▶ [YOUR TASK]: Recast each line of text in the rows below as a JSON list of strings, one string per line, skipping blank lines and leaving out the pictures.

========

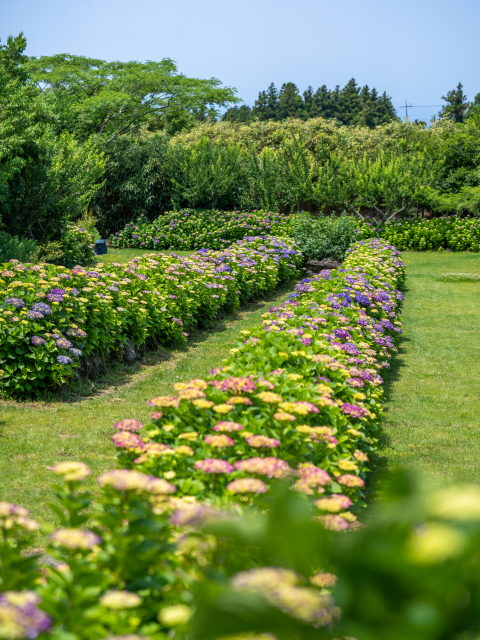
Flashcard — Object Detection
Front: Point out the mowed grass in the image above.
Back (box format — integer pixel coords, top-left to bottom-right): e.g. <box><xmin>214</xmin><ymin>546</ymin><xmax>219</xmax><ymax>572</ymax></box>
<box><xmin>0</xmin><ymin>282</ymin><xmax>294</xmax><ymax>521</ymax></box>
<box><xmin>377</xmin><ymin>252</ymin><xmax>480</xmax><ymax>483</ymax></box>
<box><xmin>95</xmin><ymin>247</ymin><xmax>193</xmax><ymax>264</ymax></box>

========

▶ [FINAL RESULT]:
[
  "Flashcard — Object Detection",
  "Front: Point out the mowed grass in the image above.",
  "Back (box format — integer pixel coords, top-left to bottom-right): e.g. <box><xmin>214</xmin><ymin>546</ymin><xmax>219</xmax><ymax>572</ymax></box>",
  "<box><xmin>0</xmin><ymin>282</ymin><xmax>294</xmax><ymax>521</ymax></box>",
  "<box><xmin>377</xmin><ymin>252</ymin><xmax>480</xmax><ymax>483</ymax></box>",
  "<box><xmin>95</xmin><ymin>247</ymin><xmax>193</xmax><ymax>264</ymax></box>"
]